__The exercise__:
Rewrite the items from the line that has "the wet sand" through the last item, requests included, multiplying only the answer coordinates by 1.75 and rounding each to a whole number, with halves rounded up. Leave out any pictures.

(Point labeling dataset excerpts)
Start
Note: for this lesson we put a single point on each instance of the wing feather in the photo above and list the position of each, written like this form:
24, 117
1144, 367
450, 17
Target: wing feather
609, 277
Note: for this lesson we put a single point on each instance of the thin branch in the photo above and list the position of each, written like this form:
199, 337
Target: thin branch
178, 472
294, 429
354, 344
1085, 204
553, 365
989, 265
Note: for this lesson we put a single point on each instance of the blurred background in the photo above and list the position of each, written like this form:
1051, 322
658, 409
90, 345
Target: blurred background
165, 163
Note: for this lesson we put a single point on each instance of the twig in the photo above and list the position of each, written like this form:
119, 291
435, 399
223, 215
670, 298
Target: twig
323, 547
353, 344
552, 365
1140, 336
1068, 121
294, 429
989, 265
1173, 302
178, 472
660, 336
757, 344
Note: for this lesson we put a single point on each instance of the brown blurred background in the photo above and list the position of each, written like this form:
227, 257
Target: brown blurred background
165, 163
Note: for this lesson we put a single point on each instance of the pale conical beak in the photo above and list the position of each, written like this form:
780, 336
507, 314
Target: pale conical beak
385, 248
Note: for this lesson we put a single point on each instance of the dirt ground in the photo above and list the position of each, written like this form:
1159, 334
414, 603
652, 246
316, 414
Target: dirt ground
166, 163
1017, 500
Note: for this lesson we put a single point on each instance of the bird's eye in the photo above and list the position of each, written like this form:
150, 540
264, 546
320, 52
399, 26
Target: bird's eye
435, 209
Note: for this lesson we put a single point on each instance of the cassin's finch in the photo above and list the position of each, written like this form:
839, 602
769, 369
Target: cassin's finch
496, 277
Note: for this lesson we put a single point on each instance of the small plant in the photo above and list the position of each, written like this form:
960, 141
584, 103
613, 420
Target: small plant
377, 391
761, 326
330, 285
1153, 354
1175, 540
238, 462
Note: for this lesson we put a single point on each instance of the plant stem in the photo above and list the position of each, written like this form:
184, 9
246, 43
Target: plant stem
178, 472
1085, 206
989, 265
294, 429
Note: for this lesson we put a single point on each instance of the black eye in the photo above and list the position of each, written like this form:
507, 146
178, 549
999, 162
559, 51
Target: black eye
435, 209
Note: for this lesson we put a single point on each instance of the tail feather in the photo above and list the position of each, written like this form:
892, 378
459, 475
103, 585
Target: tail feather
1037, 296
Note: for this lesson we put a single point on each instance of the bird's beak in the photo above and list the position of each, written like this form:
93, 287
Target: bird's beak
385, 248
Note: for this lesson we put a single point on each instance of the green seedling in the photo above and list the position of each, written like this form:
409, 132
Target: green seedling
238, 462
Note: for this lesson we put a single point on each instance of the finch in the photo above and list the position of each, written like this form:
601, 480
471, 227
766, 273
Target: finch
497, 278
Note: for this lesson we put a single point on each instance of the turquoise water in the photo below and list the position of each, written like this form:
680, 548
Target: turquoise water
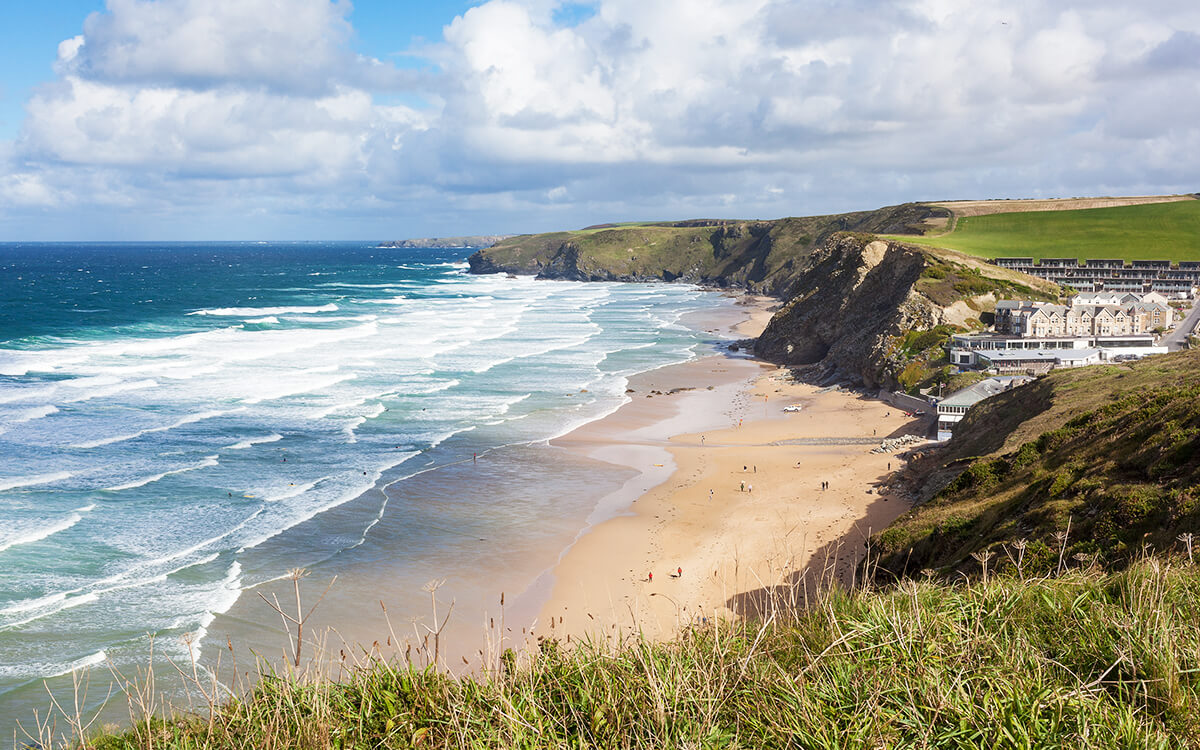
180, 424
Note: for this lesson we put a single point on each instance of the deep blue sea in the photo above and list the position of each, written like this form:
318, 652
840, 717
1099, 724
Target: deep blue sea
173, 415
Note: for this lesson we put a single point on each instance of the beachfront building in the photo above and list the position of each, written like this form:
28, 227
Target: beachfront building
988, 351
1113, 275
954, 407
1133, 313
1005, 361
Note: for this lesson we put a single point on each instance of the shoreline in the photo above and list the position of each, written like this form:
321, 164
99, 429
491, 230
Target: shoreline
700, 451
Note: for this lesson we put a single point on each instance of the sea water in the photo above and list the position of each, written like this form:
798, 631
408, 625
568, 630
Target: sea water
183, 423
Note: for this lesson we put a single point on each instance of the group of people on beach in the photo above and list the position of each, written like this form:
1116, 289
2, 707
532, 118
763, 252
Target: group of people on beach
677, 574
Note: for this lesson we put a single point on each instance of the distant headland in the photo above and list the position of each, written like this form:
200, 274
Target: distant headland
475, 241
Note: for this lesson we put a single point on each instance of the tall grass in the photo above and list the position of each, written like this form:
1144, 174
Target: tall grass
1085, 660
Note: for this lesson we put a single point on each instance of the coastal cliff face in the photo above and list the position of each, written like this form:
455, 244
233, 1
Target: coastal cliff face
765, 257
858, 298
855, 306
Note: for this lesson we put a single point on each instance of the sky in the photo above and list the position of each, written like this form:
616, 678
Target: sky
391, 119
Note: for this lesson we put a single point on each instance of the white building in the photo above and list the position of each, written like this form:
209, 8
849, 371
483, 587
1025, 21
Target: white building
954, 407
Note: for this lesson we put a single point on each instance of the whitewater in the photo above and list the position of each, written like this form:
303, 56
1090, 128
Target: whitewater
180, 424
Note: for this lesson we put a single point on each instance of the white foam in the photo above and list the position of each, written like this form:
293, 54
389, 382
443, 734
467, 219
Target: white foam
365, 318
209, 461
29, 415
25, 605
39, 534
66, 603
249, 442
246, 312
82, 664
304, 387
12, 483
118, 388
45, 671
27, 394
186, 420
293, 491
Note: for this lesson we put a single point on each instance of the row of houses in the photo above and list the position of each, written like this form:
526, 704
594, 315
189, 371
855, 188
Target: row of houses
1087, 315
1033, 337
1111, 275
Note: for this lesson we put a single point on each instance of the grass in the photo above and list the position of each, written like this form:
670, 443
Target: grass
1084, 659
768, 257
1110, 453
1151, 232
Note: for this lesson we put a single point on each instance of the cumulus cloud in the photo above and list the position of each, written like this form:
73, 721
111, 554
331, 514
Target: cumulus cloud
664, 108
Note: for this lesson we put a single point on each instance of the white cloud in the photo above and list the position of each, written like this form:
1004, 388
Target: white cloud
647, 108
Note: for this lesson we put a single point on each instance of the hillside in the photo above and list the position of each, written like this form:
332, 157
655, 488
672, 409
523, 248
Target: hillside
1085, 660
1150, 232
879, 312
1114, 450
766, 257
855, 309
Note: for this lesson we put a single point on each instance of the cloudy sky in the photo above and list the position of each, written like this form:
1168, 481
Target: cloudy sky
310, 119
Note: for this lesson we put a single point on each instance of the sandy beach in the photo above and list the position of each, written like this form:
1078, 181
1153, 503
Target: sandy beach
730, 491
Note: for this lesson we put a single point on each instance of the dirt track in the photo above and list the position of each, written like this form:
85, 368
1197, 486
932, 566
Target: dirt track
981, 208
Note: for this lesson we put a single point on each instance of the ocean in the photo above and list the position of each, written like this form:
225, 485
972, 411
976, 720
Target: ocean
181, 424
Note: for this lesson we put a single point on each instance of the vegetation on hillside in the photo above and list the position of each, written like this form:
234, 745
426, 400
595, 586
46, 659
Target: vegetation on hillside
1085, 659
761, 256
1149, 232
946, 281
1095, 462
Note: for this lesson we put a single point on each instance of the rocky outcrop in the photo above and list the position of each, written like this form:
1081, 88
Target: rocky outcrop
449, 243
766, 257
857, 298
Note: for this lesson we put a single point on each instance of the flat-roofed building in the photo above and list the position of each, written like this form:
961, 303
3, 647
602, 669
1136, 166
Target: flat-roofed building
954, 407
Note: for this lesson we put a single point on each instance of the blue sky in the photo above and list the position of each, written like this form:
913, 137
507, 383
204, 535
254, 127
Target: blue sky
310, 119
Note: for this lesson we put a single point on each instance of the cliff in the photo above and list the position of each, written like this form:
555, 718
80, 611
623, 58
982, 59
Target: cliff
853, 305
766, 257
1105, 456
449, 243
857, 297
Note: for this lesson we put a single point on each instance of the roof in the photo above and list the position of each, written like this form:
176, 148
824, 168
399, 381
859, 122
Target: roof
972, 395
1038, 355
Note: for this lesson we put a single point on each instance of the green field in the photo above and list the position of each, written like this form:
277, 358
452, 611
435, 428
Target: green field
1150, 232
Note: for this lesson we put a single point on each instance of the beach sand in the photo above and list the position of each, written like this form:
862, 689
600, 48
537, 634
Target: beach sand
723, 496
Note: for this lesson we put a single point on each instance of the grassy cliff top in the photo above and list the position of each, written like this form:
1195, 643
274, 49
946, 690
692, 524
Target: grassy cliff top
1083, 660
1146, 232
1111, 450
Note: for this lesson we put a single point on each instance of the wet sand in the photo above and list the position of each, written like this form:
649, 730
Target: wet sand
723, 496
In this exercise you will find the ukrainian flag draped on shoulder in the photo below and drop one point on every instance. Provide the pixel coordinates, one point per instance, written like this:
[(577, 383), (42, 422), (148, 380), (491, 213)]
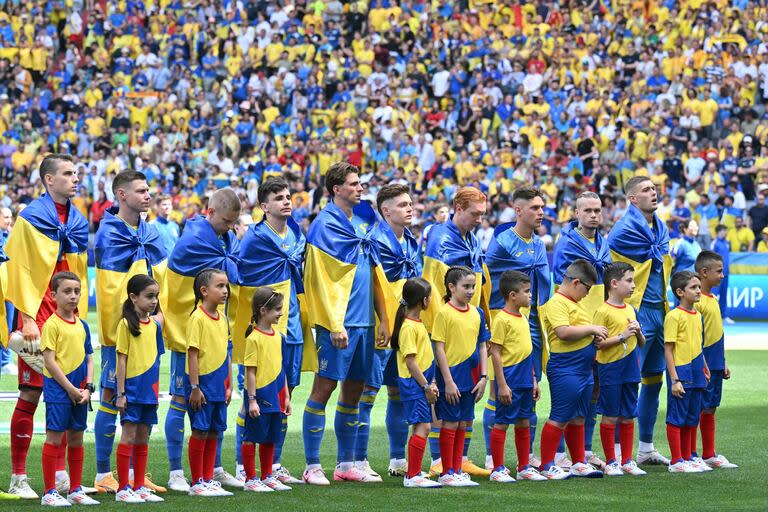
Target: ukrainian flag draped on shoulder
End
__Full solution__:
Note: for this lesson we put a single point on each instance of the wet sand in the photo above and list the position of each, written like this form:
649, 730
Target: wet sand
1265, 868
In this exercise you will find the ukrainian flag draped on shoulder in the photo below and drop one point on every instance. Provide the pixel coordinates, one point per instance, written like this:
[(577, 383), (42, 422), (148, 380), (491, 213)]
Target: ukrainian flag draped on shoulder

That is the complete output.